— START Entries shown —

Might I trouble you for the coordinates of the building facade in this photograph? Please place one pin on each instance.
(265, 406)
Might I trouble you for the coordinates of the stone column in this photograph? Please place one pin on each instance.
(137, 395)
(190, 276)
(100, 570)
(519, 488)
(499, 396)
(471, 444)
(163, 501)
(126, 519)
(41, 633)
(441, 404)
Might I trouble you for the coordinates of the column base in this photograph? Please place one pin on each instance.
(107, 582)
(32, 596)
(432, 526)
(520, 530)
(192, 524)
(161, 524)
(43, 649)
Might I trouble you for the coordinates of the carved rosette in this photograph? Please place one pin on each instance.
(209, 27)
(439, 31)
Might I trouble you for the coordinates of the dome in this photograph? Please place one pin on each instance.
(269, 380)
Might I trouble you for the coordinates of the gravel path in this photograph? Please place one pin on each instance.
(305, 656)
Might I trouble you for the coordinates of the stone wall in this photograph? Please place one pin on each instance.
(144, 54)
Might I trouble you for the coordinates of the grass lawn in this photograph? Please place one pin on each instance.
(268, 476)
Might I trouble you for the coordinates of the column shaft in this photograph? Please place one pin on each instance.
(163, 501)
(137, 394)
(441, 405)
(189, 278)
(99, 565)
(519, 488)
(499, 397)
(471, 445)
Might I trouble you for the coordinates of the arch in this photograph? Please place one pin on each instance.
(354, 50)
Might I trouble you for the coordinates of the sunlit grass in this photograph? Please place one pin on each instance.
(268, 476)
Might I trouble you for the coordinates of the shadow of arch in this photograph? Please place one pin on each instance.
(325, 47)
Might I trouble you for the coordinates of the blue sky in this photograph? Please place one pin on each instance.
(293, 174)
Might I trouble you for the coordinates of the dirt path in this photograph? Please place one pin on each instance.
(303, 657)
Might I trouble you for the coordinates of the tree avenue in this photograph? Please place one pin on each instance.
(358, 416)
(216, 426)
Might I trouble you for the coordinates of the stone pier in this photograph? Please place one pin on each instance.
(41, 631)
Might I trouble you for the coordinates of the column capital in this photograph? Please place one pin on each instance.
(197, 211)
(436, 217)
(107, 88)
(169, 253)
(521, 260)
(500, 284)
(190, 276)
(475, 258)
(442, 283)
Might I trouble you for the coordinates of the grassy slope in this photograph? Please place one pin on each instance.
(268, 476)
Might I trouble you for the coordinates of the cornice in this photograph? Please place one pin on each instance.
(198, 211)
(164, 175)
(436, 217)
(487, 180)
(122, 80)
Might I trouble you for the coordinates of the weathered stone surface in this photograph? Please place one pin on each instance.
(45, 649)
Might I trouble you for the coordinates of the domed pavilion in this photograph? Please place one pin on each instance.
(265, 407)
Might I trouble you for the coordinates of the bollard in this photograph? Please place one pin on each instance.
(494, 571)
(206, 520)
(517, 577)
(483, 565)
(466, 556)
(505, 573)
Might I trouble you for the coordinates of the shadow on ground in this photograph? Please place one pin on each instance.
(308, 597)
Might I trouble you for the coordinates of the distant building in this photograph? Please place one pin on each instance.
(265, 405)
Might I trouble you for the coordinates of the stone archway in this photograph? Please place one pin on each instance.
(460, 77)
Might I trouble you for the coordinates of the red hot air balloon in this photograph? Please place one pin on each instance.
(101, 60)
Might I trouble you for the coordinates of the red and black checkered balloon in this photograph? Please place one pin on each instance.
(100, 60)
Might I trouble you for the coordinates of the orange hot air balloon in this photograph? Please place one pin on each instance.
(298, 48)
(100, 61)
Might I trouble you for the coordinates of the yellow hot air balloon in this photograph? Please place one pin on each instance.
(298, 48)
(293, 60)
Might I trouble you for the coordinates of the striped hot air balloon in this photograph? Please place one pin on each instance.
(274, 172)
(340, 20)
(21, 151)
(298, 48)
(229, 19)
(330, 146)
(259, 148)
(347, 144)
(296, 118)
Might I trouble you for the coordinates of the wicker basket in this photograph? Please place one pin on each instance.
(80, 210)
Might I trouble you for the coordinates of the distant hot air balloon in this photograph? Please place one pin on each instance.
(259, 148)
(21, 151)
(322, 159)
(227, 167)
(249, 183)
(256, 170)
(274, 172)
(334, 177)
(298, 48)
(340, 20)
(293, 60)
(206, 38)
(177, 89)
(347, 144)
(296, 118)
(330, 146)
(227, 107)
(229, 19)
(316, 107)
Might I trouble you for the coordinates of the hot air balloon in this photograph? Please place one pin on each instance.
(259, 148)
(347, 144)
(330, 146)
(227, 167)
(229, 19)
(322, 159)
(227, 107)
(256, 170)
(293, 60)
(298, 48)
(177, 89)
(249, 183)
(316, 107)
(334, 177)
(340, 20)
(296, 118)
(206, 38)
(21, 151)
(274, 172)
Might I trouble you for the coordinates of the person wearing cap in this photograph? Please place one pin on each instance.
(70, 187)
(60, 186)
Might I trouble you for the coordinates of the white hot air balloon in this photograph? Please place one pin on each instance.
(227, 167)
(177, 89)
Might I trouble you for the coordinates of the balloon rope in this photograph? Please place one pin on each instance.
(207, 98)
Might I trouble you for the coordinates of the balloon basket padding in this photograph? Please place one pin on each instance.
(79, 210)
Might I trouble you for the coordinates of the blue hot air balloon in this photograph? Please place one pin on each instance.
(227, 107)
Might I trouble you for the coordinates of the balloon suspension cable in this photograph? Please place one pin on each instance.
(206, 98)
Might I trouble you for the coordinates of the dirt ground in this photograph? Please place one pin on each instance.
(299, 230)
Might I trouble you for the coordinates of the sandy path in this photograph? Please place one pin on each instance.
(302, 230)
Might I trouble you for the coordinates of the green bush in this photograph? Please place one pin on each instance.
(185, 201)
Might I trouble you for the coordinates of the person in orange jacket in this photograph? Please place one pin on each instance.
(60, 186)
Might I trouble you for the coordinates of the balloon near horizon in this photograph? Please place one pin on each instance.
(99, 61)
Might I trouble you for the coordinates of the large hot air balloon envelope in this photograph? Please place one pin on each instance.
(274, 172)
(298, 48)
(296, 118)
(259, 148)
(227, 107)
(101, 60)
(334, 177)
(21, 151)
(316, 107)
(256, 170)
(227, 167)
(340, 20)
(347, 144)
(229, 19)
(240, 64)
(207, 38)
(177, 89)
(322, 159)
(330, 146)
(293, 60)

— END Entries shown —
— START Entries shown —

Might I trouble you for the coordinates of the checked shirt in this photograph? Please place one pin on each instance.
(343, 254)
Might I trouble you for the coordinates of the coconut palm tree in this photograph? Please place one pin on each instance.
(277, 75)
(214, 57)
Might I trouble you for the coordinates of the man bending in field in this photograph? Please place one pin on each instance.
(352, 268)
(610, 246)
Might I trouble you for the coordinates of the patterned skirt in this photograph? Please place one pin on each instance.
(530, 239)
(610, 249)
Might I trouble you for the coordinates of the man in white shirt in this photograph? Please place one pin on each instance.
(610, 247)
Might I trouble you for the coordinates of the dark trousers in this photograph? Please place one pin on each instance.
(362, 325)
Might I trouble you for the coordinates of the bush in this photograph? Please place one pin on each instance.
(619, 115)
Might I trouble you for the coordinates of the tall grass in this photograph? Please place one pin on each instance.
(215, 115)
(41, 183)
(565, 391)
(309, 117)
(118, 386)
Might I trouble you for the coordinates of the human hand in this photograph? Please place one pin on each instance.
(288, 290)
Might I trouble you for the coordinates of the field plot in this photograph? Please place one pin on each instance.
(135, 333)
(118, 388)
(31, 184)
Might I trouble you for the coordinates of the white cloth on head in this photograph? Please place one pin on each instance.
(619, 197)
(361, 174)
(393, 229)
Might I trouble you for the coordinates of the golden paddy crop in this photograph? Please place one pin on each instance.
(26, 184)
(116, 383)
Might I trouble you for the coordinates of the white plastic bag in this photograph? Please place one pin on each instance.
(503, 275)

— END Entries shown —

> The task: Pull out each line of the records that contains the string "dirt", treating uppercase and lowercase as different.

> The result:
Might I trouble you for the coordinates of the dirt path in this photograph? Please place one pin on each instance.
Might I trouble you for the coordinates of the dirt ground in this photograph? Please place one pin on each instance.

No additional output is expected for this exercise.